Your goal – Down to the last character, write out the records below.

Segment Start: Available data

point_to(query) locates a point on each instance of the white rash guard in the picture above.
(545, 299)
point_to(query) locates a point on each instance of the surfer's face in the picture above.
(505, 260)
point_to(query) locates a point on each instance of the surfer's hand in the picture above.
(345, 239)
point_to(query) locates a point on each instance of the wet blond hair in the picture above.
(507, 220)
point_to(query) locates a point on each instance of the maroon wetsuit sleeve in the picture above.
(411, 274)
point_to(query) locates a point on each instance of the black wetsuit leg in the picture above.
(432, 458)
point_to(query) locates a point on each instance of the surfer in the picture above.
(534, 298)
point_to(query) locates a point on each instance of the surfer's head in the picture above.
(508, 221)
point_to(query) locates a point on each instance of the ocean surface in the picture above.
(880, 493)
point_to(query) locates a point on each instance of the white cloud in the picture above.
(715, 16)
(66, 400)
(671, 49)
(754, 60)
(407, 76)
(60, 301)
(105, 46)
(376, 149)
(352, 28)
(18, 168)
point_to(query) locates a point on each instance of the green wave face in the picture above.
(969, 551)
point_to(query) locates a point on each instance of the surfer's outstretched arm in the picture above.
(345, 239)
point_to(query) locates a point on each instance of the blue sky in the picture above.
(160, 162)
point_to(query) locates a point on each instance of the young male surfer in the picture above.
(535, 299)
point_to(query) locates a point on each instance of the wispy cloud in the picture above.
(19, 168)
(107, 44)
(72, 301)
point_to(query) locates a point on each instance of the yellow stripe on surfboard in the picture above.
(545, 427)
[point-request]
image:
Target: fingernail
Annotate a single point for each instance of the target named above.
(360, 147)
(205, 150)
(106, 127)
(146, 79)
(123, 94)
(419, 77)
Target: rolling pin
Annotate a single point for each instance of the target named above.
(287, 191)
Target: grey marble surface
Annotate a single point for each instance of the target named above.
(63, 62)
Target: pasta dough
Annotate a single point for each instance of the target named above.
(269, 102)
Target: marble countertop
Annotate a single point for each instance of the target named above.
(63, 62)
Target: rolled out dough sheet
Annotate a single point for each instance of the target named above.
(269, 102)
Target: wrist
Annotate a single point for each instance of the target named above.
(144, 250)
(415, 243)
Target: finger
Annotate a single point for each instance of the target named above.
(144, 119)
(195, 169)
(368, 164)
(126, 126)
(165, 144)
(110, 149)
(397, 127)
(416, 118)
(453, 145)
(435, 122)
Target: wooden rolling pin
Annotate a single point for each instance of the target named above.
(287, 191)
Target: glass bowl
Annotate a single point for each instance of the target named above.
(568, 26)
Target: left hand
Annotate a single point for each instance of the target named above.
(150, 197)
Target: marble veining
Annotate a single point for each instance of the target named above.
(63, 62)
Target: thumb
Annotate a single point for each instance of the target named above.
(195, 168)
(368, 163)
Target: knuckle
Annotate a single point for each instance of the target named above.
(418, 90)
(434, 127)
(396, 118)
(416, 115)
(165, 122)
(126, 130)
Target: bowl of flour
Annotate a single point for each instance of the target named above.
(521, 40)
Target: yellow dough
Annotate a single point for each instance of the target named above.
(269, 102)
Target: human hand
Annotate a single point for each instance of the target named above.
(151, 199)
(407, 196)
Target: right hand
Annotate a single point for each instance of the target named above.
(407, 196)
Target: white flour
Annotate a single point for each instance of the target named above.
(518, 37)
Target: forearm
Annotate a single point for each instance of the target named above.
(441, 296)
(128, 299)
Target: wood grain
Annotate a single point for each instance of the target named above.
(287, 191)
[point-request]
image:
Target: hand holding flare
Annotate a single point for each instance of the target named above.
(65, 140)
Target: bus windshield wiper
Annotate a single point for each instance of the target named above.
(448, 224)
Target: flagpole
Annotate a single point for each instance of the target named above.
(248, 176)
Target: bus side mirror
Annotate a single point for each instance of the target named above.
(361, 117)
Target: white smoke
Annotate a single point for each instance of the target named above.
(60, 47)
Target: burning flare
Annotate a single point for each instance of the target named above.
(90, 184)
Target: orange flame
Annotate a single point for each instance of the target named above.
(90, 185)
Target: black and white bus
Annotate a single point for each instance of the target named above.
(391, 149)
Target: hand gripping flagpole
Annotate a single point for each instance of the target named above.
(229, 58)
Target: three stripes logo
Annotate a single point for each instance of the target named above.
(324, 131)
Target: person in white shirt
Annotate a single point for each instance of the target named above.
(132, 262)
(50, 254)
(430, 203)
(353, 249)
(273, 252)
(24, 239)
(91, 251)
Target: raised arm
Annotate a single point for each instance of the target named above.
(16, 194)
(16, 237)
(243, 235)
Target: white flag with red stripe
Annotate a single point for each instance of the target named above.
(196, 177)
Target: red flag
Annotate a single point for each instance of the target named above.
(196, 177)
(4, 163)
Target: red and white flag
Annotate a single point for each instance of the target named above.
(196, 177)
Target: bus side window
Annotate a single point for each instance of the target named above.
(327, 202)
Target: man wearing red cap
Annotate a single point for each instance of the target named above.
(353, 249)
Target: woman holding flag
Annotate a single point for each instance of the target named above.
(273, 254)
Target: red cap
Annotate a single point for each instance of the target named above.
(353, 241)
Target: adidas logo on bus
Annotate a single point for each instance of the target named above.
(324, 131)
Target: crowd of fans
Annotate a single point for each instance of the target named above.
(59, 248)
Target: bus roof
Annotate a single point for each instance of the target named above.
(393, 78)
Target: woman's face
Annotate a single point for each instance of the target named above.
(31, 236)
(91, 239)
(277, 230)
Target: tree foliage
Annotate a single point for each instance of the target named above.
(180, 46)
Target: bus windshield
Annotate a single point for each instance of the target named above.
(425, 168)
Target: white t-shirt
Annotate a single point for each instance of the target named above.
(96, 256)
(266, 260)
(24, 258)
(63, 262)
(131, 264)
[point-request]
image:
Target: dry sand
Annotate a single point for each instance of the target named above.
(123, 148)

Segment End: Available data

Solution –
point_to(query) locates a point on each instance of the white rash guard in the picture above.
(545, 299)
point_to(query) locates a point on each instance of the surfer's face in the picture above.
(505, 260)
point_to(query) locates a point on each instance of the surfer's hand in the picture above.
(345, 239)
point_to(query) locates a point on each instance of the wet blond hair in the picture above.
(507, 220)
point_to(query) locates a point on each instance of the maroon wetsuit sleeve in the picture above.
(411, 274)
point_to(query) locates a point on each instance of the black wetsuit leg in the picture above.
(432, 458)
point_to(query) locates a point on each instance of the surfer in the picture above.
(534, 298)
point_to(query) locates a point on each instance of the surfer's head in the picture above.
(508, 221)
point_to(query) locates a point on each instance of the ocean surface in the picture above.
(880, 493)
point_to(query) locates a point on each instance of the white cloud in the picture above.
(715, 16)
(66, 400)
(671, 49)
(754, 60)
(407, 76)
(60, 301)
(105, 46)
(376, 149)
(352, 28)
(18, 168)
point_to(query) locates a point on each instance of the green wave face in the picture above.
(969, 551)
point_to(query) locates a point on each instance of the surfer's outstretched arm in the picture above.
(345, 239)
point_to(query) locates a point on each instance of the blue sky in the picture above.
(160, 162)
point_to(query) locates a point on each instance of the young male surfer in the picture above.
(535, 299)
point_to(query) locates a point on each instance of the wispy cloud in the picture above.
(19, 168)
(107, 44)
(72, 301)
point_to(query) locates a point on each instance of the yellow stripe on surfboard in the picture above.
(545, 427)
[point-request]
image:
Target: fingernail
Annotate a single point for each instance of the target named above.
(360, 147)
(205, 150)
(106, 127)
(146, 79)
(123, 94)
(419, 77)
Target: rolling pin
Annotate a single point for each instance of the target named above.
(287, 191)
Target: grey marble surface
Annotate a single point for each instance of the target named above.
(63, 62)
Target: pasta dough
Annotate a single point for each instance of the target named above.
(269, 102)
Target: marble countertop
Annotate a single point for each instance of the target named above.
(63, 62)
Target: rolled out dough sheet
Annotate a single point for each instance of the target named above.
(269, 102)
Target: wrist
Annotate a single point for each instance of the target named above.
(144, 250)
(415, 243)
Target: finger
Annotate a single point for each instance of the target named above.
(144, 119)
(195, 169)
(368, 164)
(126, 126)
(165, 144)
(110, 149)
(397, 127)
(416, 118)
(453, 145)
(435, 122)
Target: wooden rolling pin
Annotate a single point for each instance of the target named above.
(287, 191)
Target: glass bowl
Annotate a single point for each instance of the target named above.
(568, 26)
Target: left hand
Annotate a single point for each instance of the target named above.
(150, 197)
Target: marble veining
Annotate a single point for each instance of the target named above.
(63, 62)
Target: thumb
Annotate a single point for each instance of the target named above.
(195, 168)
(368, 163)
Target: knuckle
Annotate a single point for each instance of the target named above.
(418, 90)
(434, 127)
(396, 118)
(416, 115)
(165, 122)
(126, 130)
Target: bowl of flour
Annotate a single point for each instance of the target named above.
(521, 40)
Target: yellow dough
Annotate a single point for each instance of the target named above.
(269, 102)
Target: human hand
Annotate a single point for each instance of the target named above.
(151, 199)
(407, 196)
Target: right hand
Annotate a single point for each instance of the target named above.
(407, 196)
Target: white flour
Annotate a single point for each instance of the target named above.
(518, 37)
Target: forearm
Annotate a single point for each instance of the target named above.
(441, 296)
(128, 299)
Target: wood grain
Annotate a single point for each instance of the target named above.
(287, 191)
[point-request]
image:
Target: hand holding flare
Annotate a single point for each instance of the target named above.
(65, 140)
Target: bus windshield wiper
Annotate a single point for each instance of the target named above.
(448, 224)
Target: flagpole
Annotate a single point for each instance of the target named above.
(248, 176)
Target: bus side mirror
Annotate a single point for each instance of the target named above.
(361, 117)
Target: white smoke
Annotate a single point for each instance of the target named above.
(60, 47)
Target: burning flare
Annotate a single point for each instance of the target named above.
(90, 184)
Target: orange flame
Annotate a single point for each instance of the target named above.
(90, 185)
Target: black and white bus
Annotate a single point for each instance of the target named above.
(391, 149)
Target: hand gripping flagpole
Annotate a single point for each instance of the target named above.
(229, 58)
Target: three stripes logo
Annotate a single point for each instance of the target named above.
(324, 131)
Target: person in white shirt
Annotate a single point for each instance of the target named above.
(132, 262)
(50, 254)
(430, 203)
(353, 249)
(273, 252)
(24, 239)
(91, 251)
Target: raised arm
Annotate a single point for each instance of the target named above.
(16, 194)
(16, 237)
(243, 235)
Target: white flag with red stripe
Annotate a single point for each instance of the target named above.
(196, 177)
Target: red flag
Annotate a single point for each instance of the target named above.
(196, 177)
(4, 163)
Target: red and white flag
Annotate a single point for each instance of the target named above.
(196, 177)
Target: bus side window
Annotate a single point for each instance of the target named above.
(327, 202)
Target: man wearing red cap
Annotate a single point for each instance of the target named above.
(353, 249)
Target: woman holding flag
Annotate a single point for each instance of the target named above.
(273, 254)
Target: red cap
Annotate a single point for each instance of the target named above.
(353, 241)
Target: adidas logo on bus
Annotate a single point for each instance of the target named above.
(324, 131)
Target: crowd of fans
Annotate a single point for each instance of the target named above.
(59, 248)
Target: bus roof
Annotate a single point for each instance of the target named above.
(393, 78)
Target: woman's face
Annotate a single point for each instance of the target named above.
(31, 236)
(91, 239)
(277, 230)
Target: tree foliage
Annotate a single point for each instance of the target named above.
(180, 46)
Target: bus windshield
Annotate a single point for each instance of the target named above.
(425, 168)
Target: white t-shirt
Annotate a single point for each instance of the target named above.
(96, 256)
(266, 260)
(24, 258)
(63, 262)
(131, 264)
[point-request]
image:
Target: dry sand
Annotate a single point for each instance of the target named above.
(123, 148)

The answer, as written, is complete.